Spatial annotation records
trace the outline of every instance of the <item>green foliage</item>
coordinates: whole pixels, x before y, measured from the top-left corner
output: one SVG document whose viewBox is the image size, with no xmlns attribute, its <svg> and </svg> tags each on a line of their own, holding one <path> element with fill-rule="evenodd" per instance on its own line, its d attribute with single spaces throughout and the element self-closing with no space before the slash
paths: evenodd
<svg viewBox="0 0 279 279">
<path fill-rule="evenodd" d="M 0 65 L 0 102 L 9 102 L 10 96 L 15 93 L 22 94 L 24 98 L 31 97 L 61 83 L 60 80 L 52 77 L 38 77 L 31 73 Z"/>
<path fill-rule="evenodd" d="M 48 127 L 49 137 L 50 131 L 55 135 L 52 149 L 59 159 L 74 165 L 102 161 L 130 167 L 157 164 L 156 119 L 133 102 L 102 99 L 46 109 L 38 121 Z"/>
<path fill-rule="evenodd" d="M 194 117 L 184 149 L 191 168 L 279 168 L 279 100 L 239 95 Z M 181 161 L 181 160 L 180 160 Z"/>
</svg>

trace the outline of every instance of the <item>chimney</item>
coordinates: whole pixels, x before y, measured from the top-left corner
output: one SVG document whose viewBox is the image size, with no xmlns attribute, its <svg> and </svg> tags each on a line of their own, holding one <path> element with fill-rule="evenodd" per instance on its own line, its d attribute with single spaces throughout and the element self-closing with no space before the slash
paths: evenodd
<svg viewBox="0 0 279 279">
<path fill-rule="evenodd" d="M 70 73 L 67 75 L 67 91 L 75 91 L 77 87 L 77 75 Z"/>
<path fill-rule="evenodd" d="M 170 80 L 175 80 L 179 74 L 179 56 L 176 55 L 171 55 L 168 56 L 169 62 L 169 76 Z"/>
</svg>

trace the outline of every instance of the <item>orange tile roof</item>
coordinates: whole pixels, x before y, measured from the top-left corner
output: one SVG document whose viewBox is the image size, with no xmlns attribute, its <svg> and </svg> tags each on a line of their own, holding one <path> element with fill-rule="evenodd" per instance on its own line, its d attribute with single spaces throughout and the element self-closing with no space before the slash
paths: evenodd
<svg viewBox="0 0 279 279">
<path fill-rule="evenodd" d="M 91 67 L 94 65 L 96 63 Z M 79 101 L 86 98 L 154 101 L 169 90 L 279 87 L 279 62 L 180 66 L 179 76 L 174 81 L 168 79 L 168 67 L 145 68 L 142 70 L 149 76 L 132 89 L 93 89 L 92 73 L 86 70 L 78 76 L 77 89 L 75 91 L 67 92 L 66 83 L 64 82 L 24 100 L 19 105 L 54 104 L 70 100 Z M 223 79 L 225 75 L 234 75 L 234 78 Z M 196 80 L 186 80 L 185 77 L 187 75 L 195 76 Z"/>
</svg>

Given problem
Render all the records above as a Markdown table with the columns Row and Line. Put the row's number under Row and one line of the records under Line, and leave out blank lines.

Answer to this problem
| Row | Line |
|---|---|
| 1 | trace the outline of every instance of the <item>green foliage</item> |
| 2 | coordinates: whole pixels, x before y, measured from the top-left corner |
| 3 | output: one SVG document whose viewBox is the image size, with no xmlns attribute, its <svg> and </svg> tags each on a line of their own, holding one <path> element with fill-rule="evenodd" per instance on its own line, its d attribute with single spaces throughout and the element self-closing with no space before the slash |
| 4 | paths: evenodd |
| 5 | <svg viewBox="0 0 279 279"> |
| 6 | <path fill-rule="evenodd" d="M 0 65 L 0 102 L 9 102 L 10 96 L 15 93 L 22 94 L 24 98 L 31 97 L 61 83 L 60 80 L 52 77 L 38 77 L 31 73 Z"/> |
| 7 | <path fill-rule="evenodd" d="M 48 127 L 49 137 L 50 131 L 55 135 L 52 149 L 59 159 L 74 165 L 102 161 L 130 167 L 157 164 L 156 119 L 133 102 L 102 99 L 46 109 L 38 121 Z"/> |
| 8 | <path fill-rule="evenodd" d="M 194 117 L 184 149 L 191 168 L 279 168 L 279 100 L 239 95 Z M 181 161 L 181 160 L 180 160 Z"/> |
| 9 | </svg> |
| 10 | trace the outline of every instance of the <item>chimney</item> |
| 11 | coordinates: whole pixels, x before y, measured from the top-left corner |
| 12 | output: one SVG document whose viewBox is the image size, with no xmlns attribute, its <svg> and </svg> tags each on a line of their own, holding one <path> element with fill-rule="evenodd" per instance on its own line, its d attribute with single spaces throughout and the element self-closing with no space before the slash |
| 13 | paths: evenodd |
| 14 | <svg viewBox="0 0 279 279"> |
| 15 | <path fill-rule="evenodd" d="M 70 73 L 67 75 L 67 91 L 75 91 L 77 87 L 77 75 Z"/> |
| 16 | <path fill-rule="evenodd" d="M 170 80 L 175 80 L 179 74 L 179 56 L 176 55 L 171 55 L 168 56 L 169 62 L 169 76 Z"/> |
| 17 | </svg> |
| 18 | trace the outline of every instance of the <item>orange tile roof</item> |
| 19 | coordinates: whole pixels, x before y, measured from the top-left corner |
| 20 | output: one SVG document whose viewBox is the image size, with no xmlns attribute, its <svg> and </svg> tags each on a line of their own, holding one <path> element with fill-rule="evenodd" per instance on its own line, its d attribute with single spaces throughout and the element self-closing with no space before the slash |
| 21 | paths: evenodd |
| 22 | <svg viewBox="0 0 279 279"> |
| 23 | <path fill-rule="evenodd" d="M 91 67 L 94 65 L 96 63 Z M 79 101 L 86 98 L 154 101 L 169 90 L 279 87 L 279 62 L 180 66 L 179 76 L 174 81 L 168 79 L 168 67 L 145 68 L 142 70 L 149 76 L 132 89 L 93 89 L 92 73 L 86 70 L 78 76 L 77 89 L 75 91 L 67 92 L 66 83 L 64 82 L 24 100 L 19 105 L 54 104 L 70 100 Z M 223 79 L 225 75 L 234 75 L 234 78 Z M 196 80 L 186 80 L 185 77 L 187 75 L 195 76 Z"/> |
| 24 | </svg> |